> **REQUIREMENT**: Below are some entries. Repeat exactly the lines from the one with "Query: elk head" through the one with "find deer leg", and only those.

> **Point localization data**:
-------
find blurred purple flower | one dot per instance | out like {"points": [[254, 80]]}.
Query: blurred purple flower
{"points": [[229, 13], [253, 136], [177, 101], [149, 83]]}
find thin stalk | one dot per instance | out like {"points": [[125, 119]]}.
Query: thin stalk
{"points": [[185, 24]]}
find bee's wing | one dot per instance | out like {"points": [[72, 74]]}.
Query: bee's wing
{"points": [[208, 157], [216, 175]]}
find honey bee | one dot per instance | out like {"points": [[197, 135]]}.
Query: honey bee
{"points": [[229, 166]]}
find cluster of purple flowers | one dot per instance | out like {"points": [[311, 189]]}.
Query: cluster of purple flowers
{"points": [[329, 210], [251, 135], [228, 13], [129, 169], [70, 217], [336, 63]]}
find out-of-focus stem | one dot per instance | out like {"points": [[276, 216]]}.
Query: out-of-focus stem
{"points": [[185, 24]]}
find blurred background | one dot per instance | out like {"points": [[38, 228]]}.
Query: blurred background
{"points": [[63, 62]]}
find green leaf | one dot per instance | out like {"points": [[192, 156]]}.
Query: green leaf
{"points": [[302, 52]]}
-------
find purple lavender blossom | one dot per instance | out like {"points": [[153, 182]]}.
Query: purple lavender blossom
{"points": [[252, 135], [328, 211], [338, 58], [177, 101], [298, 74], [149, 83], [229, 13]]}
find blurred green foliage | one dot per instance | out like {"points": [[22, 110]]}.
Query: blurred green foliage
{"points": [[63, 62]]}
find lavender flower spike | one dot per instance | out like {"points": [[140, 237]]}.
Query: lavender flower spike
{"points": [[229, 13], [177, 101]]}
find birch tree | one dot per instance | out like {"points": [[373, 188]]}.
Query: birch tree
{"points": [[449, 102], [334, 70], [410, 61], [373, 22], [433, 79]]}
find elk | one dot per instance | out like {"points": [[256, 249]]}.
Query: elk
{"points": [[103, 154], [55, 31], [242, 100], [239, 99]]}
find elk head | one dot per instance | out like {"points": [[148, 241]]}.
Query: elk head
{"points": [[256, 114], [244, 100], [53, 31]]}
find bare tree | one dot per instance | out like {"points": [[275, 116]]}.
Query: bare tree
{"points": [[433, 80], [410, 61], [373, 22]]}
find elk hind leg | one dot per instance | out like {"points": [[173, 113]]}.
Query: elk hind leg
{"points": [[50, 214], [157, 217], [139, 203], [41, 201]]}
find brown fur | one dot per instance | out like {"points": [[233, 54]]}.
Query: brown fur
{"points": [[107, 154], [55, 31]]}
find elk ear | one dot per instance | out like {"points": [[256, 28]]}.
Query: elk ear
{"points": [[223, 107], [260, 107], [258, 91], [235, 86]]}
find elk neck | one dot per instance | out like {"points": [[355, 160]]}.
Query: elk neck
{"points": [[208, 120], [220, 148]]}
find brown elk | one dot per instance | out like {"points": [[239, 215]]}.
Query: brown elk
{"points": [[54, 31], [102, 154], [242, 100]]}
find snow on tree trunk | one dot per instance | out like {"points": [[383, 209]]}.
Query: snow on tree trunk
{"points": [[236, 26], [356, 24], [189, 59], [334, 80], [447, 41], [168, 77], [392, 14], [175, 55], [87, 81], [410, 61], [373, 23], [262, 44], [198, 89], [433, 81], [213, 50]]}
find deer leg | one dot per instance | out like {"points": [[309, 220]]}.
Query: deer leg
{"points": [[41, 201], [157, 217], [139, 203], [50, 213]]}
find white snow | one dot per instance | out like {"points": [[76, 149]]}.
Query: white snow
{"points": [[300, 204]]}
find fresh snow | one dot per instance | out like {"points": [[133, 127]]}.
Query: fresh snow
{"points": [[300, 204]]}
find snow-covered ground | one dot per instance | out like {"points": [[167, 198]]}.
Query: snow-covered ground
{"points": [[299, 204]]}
-------
> **EXPECTED ANSWER**:
Query: elk head
{"points": [[256, 114], [244, 100], [53, 31]]}
find bare tree | one dot per instance | out like {"points": [[275, 116]]}.
Query: bare tree
{"points": [[433, 80], [410, 61], [373, 22]]}
find elk hind leg | one dot per instance | out like {"points": [[173, 113]]}.
Query: elk hind leg
{"points": [[50, 214], [157, 217], [139, 203], [41, 201]]}
find brown fur | one dot per instance | out like {"points": [[233, 54]]}.
Query: brown fur
{"points": [[107, 154], [55, 31]]}
find elk ear | one dot per instance | out like {"points": [[256, 28]]}.
Query: elk ear
{"points": [[223, 107], [260, 107], [258, 91], [235, 86]]}
find elk neck | one dot per instance | out like {"points": [[355, 160]]}.
Query: elk neck
{"points": [[208, 120], [220, 148]]}
find brown elk | one dot per instance | out like {"points": [[239, 215]]}.
Query: brown elk
{"points": [[54, 31], [102, 154], [242, 100]]}
find snow on tree trunk | one dot per instance | out like {"points": [[383, 209]]}.
Query: snow on tree trunk
{"points": [[236, 26], [356, 24], [189, 59], [334, 80], [447, 41], [168, 77], [392, 14], [175, 55], [87, 81], [410, 61], [373, 23], [262, 44], [198, 89], [433, 81], [213, 50]]}
find deer leg | one dot per instance | out like {"points": [[309, 220]]}.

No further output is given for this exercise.